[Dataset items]
==*==
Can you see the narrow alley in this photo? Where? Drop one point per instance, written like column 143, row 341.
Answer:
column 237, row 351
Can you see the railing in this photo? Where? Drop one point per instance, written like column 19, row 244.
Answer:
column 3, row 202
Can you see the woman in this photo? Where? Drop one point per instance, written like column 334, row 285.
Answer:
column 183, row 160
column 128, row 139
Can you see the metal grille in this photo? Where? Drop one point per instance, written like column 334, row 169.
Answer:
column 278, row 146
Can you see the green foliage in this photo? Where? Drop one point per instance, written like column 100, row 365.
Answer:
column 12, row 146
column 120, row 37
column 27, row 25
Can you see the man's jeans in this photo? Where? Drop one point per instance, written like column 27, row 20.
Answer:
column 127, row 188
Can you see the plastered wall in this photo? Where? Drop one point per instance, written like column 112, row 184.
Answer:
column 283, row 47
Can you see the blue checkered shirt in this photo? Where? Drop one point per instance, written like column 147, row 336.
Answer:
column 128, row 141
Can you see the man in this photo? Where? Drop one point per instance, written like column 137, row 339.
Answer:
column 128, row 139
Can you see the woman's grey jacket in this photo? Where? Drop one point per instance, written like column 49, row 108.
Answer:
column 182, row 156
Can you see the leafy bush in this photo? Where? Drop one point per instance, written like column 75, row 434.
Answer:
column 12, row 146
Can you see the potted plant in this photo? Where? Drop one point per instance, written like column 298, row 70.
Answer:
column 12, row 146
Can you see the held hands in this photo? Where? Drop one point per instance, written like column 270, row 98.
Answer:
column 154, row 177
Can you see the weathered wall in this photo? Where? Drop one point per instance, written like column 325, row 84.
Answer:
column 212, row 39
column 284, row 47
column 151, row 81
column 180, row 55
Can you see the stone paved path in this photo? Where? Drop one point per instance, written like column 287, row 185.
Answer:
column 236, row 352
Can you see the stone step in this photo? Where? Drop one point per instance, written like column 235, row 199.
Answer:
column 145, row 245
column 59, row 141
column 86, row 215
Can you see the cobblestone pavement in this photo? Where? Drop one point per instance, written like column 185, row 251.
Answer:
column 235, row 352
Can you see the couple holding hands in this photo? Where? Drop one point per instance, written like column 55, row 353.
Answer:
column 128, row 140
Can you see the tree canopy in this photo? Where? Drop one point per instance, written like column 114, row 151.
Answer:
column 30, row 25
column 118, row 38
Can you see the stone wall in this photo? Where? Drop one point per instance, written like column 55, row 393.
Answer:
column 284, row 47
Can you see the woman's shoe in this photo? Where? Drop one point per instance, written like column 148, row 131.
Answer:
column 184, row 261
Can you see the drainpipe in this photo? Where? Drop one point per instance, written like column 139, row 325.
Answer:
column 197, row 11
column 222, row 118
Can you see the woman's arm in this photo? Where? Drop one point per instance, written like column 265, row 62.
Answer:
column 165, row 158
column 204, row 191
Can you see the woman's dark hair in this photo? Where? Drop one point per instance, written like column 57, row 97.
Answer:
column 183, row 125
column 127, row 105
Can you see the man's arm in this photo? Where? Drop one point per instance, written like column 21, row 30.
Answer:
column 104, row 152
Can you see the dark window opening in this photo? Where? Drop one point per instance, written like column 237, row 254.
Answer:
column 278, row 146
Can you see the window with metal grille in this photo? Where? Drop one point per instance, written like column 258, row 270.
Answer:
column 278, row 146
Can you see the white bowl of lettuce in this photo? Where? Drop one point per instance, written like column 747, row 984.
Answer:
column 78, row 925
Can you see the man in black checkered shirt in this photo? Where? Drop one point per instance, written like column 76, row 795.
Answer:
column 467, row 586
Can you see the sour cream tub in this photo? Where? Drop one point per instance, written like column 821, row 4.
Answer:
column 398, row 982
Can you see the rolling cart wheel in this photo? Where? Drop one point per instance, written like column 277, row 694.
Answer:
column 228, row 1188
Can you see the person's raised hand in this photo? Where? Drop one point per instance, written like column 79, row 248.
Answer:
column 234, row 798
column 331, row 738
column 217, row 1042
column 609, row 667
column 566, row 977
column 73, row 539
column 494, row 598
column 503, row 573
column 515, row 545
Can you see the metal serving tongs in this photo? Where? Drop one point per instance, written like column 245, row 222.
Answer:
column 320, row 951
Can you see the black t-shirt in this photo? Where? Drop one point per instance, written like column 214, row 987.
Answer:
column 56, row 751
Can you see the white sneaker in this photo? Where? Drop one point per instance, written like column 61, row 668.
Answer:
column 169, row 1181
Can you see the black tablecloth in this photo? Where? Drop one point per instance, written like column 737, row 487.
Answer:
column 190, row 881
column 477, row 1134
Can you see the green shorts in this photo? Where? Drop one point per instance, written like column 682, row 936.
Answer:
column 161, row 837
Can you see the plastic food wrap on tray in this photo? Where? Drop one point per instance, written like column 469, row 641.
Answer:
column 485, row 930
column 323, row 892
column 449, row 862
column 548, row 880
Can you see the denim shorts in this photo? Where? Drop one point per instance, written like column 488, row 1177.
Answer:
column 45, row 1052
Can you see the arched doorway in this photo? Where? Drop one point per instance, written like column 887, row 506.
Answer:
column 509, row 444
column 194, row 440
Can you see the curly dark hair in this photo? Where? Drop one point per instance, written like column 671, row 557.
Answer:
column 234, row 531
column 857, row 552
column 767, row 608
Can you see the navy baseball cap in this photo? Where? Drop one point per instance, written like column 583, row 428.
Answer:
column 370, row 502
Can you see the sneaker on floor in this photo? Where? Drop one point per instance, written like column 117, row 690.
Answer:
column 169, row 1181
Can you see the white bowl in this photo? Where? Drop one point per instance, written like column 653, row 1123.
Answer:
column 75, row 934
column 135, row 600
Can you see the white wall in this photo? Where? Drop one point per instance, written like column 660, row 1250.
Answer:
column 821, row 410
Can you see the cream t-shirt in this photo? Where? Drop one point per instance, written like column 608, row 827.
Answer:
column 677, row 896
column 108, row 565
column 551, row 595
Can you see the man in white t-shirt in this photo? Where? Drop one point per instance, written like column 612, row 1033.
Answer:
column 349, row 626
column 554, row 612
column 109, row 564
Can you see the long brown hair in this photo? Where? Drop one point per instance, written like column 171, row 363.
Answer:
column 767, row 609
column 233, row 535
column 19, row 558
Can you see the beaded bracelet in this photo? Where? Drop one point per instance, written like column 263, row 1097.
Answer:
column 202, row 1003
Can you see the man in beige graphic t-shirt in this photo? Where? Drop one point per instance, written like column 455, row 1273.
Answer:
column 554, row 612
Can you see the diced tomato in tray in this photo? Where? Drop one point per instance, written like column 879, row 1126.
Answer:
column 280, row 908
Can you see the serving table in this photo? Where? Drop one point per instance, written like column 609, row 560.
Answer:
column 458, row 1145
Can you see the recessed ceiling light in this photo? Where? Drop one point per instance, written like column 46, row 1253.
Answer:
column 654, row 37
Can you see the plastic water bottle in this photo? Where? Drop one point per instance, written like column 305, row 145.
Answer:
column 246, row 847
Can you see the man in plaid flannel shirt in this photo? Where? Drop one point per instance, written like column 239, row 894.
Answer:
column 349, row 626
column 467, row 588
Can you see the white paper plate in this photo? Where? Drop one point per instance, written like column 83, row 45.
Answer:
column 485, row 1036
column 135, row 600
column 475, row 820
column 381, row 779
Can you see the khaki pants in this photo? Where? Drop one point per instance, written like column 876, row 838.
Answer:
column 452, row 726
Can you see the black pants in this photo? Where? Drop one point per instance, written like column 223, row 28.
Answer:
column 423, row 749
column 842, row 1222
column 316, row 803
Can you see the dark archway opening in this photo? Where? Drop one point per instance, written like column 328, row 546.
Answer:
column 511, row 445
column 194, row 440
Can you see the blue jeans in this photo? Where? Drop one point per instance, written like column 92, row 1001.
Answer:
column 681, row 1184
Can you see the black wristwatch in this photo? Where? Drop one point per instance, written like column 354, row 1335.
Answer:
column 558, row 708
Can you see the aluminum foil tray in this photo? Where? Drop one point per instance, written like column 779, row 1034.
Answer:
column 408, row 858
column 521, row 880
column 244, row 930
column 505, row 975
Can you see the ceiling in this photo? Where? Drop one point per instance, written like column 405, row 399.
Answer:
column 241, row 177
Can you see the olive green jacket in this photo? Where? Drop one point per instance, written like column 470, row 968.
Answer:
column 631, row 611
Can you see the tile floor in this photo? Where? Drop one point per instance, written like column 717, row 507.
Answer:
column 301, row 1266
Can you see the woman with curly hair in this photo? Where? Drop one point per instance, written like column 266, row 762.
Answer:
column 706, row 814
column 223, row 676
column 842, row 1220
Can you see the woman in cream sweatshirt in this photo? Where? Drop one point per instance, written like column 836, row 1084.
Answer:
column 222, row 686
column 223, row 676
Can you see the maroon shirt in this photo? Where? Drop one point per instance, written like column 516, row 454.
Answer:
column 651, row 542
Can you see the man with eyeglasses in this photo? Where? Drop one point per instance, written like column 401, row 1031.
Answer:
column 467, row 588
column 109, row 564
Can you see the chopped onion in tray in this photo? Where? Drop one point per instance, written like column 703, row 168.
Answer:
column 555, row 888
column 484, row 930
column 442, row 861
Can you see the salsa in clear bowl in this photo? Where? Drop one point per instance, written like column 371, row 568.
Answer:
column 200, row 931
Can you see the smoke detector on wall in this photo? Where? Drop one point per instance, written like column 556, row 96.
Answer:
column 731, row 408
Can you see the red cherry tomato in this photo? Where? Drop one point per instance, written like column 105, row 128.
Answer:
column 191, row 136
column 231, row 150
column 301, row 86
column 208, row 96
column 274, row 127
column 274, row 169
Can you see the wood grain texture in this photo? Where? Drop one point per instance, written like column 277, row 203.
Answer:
==*==
# [Task to carry out]
Reproduce the material verbatim, beginning at the line containing "Can you see the blue checkered" and ending after the line containing "column 222, row 118".

# [Response to the task]
Can you see the blue checkered shirt in this photo? Where? Drop one point per instance, written like column 147, row 336.
Answer:
column 128, row 141
Can you see the man in this photo? Where? Drop one point per instance, written like column 137, row 339.
Answer:
column 128, row 139
Can you see the woman's grey jacket in this photo? Where? Drop one point per instance, written like column 49, row 108.
Answer:
column 182, row 156
Can you see the leafy bush in this photo? Where? Drop one point per instance, written like column 75, row 434.
Answer:
column 12, row 146
Can you see the potted plant in this photo? Where? Drop one point per instance, written like column 298, row 70.
Answer:
column 12, row 146
Can you see the held hands in this photo? Where? Drop one point per instance, written like column 270, row 98.
Answer:
column 154, row 177
Can you see the weathered wall in this photo? Where? Drop one point per instance, written like column 325, row 84.
Answer:
column 212, row 39
column 284, row 47
column 151, row 81
column 180, row 55
Can you see the stone paved path in this photo? Where? Drop one point per instance, written like column 287, row 185.
Answer:
column 236, row 352
Can you see the stone step in this photo? Where? Drop one point per instance, written like column 235, row 199.
Answer:
column 145, row 245
column 59, row 141
column 86, row 215
Can you see the cobblestone pavement in this photo? Where? Drop one point per instance, written like column 185, row 251.
Answer:
column 235, row 352
Can you see the couple holding hands in this photo? Where? Drop one point per instance, written like column 55, row 353.
Answer:
column 128, row 140
Can you see the tree canopy in this photo? Where? Drop one point per instance, written like column 114, row 151.
Answer:
column 30, row 25
column 118, row 38
Can you see the stone wall in this photo? Where? Drop one point per instance, written like column 55, row 393.
Answer:
column 284, row 47
Can you see the woman's shoe in this photo? Where? Drop one point per instance, written like column 148, row 131.
Answer:
column 184, row 261
Can you see the drainpipe in this photo? Where? Drop one point per instance, written like column 139, row 325.
Answer:
column 197, row 11
column 222, row 118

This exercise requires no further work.